- **Travail demandé 1**
Résumez l'extrait sur le Corporate Governance et le Sarbanes-Oxley Act en deux phrases.

- **Extrait du document**
◇ ◇ ◇ ◇

La théorie du Corporate Governance analyse la structure du pouvoir au sein des sociétés, pour en dégager les inconvénients actuels et proposer des solutions, afin d’aboutir à une gestion optimale des entreprises et de rééquilibrer les pouvoirs.

Le Sarbanes-Oxley Act tente d’y remédier et, par ses dispositions, la loi américaine impose des règles contraignantes à toutes les sociétés cotées sur le marché américain.

 

La question actuelle :

« Les principes de Corporate Governance dictés par les Etats-Unis

vont-ils faire la loi ? »

 

Le Sarbanes-Oxley Act est applicable non seulement aux entreprises américaines mais également aux sociétés étrangères et à leurs auditeurs, ainsi qu’aux filiales suisses de sociétés mères enregistrées à la SEC !

 

… et la réponse spontanée :

« Les réglementations américaines (loi fédérale et règles boursières) auront des répercussions au niveau mondial ! »

◇ ◇ ◇ ◇

- **Données fournies**
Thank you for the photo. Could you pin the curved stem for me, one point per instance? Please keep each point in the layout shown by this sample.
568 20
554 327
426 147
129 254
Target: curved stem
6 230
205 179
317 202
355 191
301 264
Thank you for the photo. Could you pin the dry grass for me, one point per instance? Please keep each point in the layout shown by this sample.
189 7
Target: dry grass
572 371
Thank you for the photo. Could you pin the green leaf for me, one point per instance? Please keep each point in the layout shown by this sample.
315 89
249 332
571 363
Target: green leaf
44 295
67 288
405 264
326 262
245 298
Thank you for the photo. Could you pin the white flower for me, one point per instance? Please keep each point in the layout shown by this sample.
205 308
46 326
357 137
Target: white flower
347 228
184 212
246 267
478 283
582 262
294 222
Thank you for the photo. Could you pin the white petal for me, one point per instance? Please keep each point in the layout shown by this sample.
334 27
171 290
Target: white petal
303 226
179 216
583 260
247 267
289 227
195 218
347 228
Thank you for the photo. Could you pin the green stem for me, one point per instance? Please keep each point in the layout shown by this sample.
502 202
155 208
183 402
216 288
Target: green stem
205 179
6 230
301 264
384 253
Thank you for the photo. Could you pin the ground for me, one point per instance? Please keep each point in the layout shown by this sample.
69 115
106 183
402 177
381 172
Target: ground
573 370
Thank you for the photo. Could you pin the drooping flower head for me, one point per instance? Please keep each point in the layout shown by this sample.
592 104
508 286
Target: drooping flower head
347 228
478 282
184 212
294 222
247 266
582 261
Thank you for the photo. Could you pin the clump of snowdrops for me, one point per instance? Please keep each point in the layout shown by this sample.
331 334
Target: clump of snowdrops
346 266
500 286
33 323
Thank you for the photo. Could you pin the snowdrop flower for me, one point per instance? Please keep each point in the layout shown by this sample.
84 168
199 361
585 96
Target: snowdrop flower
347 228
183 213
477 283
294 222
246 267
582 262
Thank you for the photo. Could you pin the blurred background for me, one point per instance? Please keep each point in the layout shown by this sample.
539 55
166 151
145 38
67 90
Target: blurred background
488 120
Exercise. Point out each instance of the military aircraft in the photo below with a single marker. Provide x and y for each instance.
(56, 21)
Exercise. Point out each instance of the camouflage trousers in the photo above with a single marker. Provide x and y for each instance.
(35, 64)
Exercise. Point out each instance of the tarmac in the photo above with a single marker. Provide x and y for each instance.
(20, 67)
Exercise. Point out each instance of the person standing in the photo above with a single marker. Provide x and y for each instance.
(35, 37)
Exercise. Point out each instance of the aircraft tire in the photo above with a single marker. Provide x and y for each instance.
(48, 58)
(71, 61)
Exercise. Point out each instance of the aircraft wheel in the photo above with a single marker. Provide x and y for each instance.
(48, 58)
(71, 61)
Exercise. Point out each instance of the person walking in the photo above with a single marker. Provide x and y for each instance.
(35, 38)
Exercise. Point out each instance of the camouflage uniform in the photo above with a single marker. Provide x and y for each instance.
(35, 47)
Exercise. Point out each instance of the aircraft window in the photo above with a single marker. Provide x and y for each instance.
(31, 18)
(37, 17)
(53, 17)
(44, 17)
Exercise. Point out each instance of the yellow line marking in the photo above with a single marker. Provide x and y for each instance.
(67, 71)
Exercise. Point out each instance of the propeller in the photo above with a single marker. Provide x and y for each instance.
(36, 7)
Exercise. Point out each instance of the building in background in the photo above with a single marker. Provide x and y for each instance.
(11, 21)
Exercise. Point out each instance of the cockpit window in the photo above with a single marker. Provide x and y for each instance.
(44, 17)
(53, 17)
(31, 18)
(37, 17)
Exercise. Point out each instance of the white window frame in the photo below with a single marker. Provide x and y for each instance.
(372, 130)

◇ ◇ ◇ ◇

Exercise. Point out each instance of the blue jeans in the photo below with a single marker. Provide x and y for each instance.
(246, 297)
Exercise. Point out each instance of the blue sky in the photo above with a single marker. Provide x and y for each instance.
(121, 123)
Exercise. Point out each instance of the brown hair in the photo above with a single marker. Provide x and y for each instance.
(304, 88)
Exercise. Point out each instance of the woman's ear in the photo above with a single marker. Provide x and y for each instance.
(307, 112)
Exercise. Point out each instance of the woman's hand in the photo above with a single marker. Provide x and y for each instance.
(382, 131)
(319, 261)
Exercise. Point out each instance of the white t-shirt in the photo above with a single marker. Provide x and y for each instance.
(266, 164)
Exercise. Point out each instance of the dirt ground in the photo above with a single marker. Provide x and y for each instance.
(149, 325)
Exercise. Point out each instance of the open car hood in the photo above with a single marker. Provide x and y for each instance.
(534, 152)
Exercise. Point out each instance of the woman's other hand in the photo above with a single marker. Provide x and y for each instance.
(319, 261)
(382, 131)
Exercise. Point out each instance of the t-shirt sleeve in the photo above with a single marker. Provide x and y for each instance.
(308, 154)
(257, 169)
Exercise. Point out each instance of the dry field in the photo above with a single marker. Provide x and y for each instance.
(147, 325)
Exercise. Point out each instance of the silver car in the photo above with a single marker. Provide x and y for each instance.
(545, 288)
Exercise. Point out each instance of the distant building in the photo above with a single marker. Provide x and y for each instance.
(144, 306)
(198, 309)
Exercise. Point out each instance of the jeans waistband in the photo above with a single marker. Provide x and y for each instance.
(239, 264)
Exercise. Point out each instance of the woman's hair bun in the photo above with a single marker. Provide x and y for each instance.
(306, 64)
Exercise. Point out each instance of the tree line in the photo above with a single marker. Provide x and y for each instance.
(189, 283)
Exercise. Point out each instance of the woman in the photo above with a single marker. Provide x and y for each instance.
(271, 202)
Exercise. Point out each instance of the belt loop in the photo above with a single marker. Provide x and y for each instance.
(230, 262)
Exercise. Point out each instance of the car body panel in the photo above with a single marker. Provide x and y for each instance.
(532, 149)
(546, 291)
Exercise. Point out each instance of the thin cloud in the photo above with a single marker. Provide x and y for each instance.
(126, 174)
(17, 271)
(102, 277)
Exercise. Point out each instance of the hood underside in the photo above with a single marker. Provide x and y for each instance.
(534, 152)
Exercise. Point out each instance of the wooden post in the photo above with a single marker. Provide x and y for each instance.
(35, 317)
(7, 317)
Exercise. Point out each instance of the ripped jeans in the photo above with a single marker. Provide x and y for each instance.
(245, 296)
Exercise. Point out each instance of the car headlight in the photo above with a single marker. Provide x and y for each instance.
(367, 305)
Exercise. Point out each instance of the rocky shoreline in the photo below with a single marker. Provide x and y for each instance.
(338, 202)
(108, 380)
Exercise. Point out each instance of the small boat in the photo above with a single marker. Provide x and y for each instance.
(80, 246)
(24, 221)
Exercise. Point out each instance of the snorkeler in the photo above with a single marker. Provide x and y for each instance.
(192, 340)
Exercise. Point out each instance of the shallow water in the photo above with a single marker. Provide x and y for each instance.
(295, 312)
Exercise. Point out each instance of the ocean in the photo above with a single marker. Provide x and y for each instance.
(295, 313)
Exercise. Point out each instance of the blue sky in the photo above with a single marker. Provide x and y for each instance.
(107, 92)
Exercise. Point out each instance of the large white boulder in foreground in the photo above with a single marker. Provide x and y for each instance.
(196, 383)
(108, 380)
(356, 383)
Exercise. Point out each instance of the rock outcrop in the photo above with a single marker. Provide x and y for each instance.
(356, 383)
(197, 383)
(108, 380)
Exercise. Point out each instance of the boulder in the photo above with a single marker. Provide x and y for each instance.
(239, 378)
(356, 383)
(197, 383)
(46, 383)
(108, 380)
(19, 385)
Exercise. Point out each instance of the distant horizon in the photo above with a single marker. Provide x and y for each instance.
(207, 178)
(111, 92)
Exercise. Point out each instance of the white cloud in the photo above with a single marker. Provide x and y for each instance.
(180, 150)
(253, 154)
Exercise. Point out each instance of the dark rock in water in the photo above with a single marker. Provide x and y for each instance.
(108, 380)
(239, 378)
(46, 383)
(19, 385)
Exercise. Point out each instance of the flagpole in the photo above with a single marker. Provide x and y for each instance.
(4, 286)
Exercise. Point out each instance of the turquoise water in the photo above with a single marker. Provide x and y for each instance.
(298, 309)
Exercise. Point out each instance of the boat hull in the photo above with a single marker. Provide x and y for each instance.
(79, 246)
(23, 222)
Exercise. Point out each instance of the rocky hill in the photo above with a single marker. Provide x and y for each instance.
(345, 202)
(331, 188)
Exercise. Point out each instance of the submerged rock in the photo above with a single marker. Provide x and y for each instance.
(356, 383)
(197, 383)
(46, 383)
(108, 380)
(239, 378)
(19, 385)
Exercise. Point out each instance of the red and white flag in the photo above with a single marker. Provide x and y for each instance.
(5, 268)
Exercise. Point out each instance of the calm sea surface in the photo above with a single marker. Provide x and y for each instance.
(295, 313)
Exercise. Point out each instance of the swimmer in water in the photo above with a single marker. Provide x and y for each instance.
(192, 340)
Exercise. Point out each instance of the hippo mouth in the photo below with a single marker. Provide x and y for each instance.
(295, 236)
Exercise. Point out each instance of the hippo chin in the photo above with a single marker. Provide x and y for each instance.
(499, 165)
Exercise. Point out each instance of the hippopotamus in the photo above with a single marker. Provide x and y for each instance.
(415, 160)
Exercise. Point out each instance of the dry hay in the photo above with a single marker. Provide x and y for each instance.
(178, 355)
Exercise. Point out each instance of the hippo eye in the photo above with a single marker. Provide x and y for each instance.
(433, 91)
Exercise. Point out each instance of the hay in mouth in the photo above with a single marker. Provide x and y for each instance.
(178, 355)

◇ ◇ ◇ ◇

- **Travail demandé 2**
Donnez uniquement le nombre de lignes des enregistrements qui contiennent le mot « Could ».

- **Résultat attendu 1**
La théorie du Corporate Governance analyse la structure du pouvoir au sein des sociétés pour en dégager les inconvénients, aboutir à une gestion optimale et rééquilibrer les pouvoirs, et le Sarbanes-Oxley Act tente d'y remédier en imposant des règles contraignantes à toutes les sociétés cotées sur le marché américain. Cette loi s'applique aussi aux sociétés étrangères et à leurs auditeurs ainsi qu'aux filiales suisses de sociétés mères enregistrées à la SEC, d'où la réponse que les réglementations américaines auront des répercussions au niveau mondial.

- **Résultat attendu 2**
11